_TASK BRIEF:_ Write out each line of the listing below word for word, leaving out the pictures.

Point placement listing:
"""

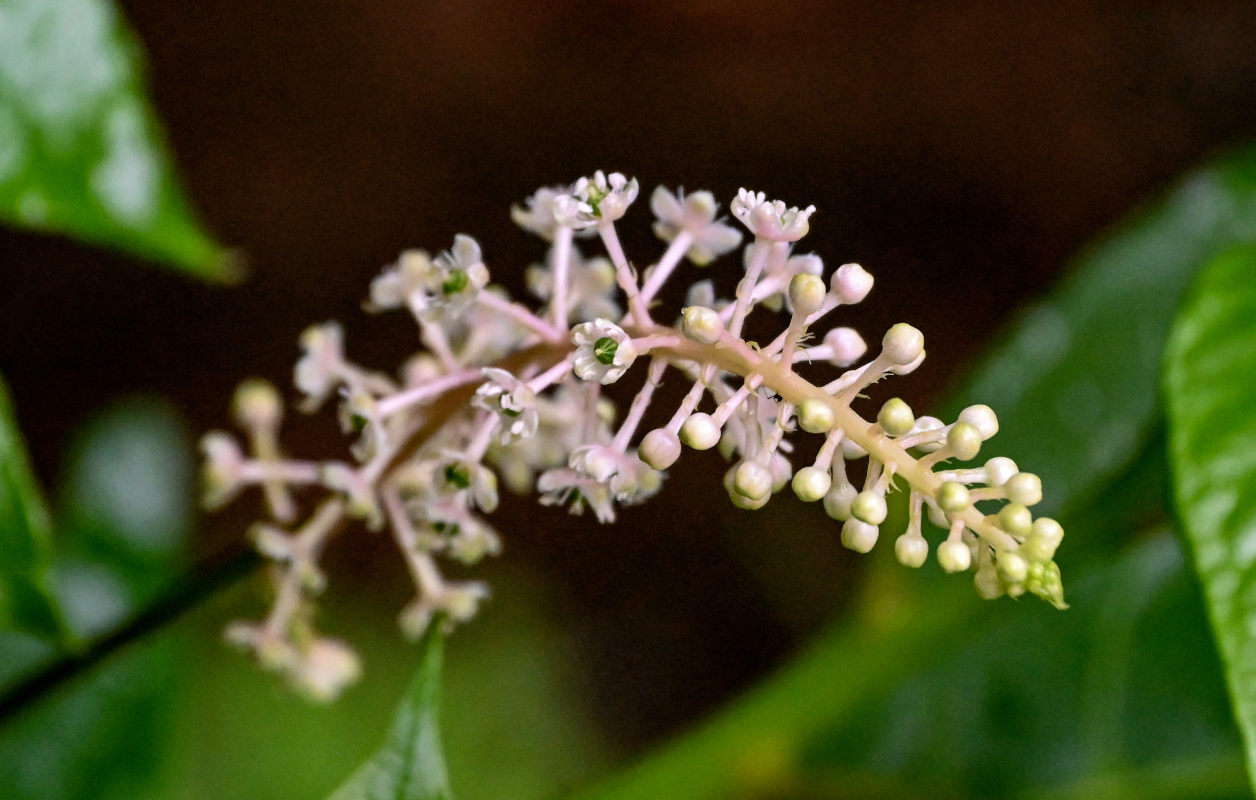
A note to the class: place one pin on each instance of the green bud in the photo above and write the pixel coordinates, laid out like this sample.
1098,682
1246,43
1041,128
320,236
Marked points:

"""

_OUTPUT FOR THIS EXERCISE:_
A note to the class: place one pin on each instance of the green bud in the photo above and write the pixel coordinates, laid out like this sample.
1098,682
1246,43
1041,128
320,236
Marked points:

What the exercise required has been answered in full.